● **Written instruction**
Copy out every line of the items below that contains the string "tail", treating uppercase and lowercase as different.

● **Data entries**
• • • • •

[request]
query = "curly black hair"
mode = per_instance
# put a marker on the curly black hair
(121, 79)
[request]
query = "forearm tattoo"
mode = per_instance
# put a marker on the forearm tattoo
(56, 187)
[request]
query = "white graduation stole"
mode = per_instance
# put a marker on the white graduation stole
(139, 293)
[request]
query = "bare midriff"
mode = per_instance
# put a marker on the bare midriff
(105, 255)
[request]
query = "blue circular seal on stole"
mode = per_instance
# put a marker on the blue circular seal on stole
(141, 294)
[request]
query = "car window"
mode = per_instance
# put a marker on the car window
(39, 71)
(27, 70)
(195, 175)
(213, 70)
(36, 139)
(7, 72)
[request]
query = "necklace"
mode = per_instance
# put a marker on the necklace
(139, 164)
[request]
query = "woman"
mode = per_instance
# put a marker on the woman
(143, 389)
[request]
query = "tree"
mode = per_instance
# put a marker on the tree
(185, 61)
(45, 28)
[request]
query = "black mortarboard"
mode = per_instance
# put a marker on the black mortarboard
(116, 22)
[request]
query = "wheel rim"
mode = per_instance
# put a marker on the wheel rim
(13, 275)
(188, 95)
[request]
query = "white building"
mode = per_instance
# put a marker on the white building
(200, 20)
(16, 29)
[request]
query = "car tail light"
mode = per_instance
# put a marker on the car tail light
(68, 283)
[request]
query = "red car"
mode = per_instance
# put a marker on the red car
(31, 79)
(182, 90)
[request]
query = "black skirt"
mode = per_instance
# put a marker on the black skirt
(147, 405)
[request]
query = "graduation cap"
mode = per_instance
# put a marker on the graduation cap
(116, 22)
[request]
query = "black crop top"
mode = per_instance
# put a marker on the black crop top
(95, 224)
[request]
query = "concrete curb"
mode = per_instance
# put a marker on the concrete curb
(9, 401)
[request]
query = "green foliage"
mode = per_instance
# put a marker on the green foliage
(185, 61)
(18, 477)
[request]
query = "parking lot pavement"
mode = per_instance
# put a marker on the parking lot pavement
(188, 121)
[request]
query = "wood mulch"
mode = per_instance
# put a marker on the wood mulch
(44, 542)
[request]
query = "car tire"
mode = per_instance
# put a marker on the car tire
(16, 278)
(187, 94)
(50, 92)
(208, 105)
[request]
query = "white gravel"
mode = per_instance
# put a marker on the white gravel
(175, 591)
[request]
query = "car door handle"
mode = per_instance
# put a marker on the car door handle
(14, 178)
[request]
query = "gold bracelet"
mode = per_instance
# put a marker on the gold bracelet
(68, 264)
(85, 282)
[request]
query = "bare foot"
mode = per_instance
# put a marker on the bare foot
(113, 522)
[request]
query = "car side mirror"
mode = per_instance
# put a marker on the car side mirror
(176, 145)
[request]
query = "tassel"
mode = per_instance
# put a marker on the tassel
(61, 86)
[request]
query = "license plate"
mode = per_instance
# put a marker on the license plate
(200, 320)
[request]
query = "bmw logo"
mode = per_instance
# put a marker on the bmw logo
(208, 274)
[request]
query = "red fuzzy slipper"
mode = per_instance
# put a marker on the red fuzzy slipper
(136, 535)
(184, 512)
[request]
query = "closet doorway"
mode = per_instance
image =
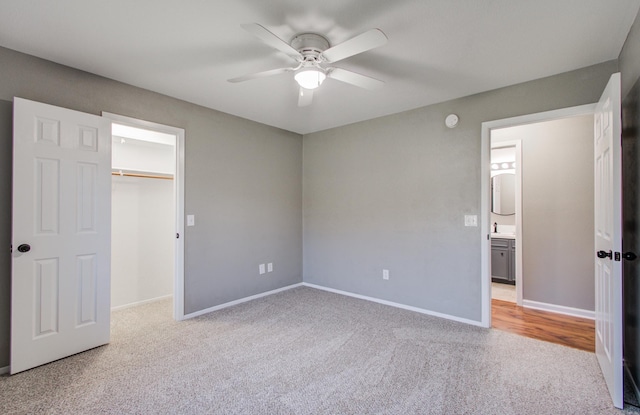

• • • • •

● **Expected answer**
query = "car tail light"
# put a marker on the car tail light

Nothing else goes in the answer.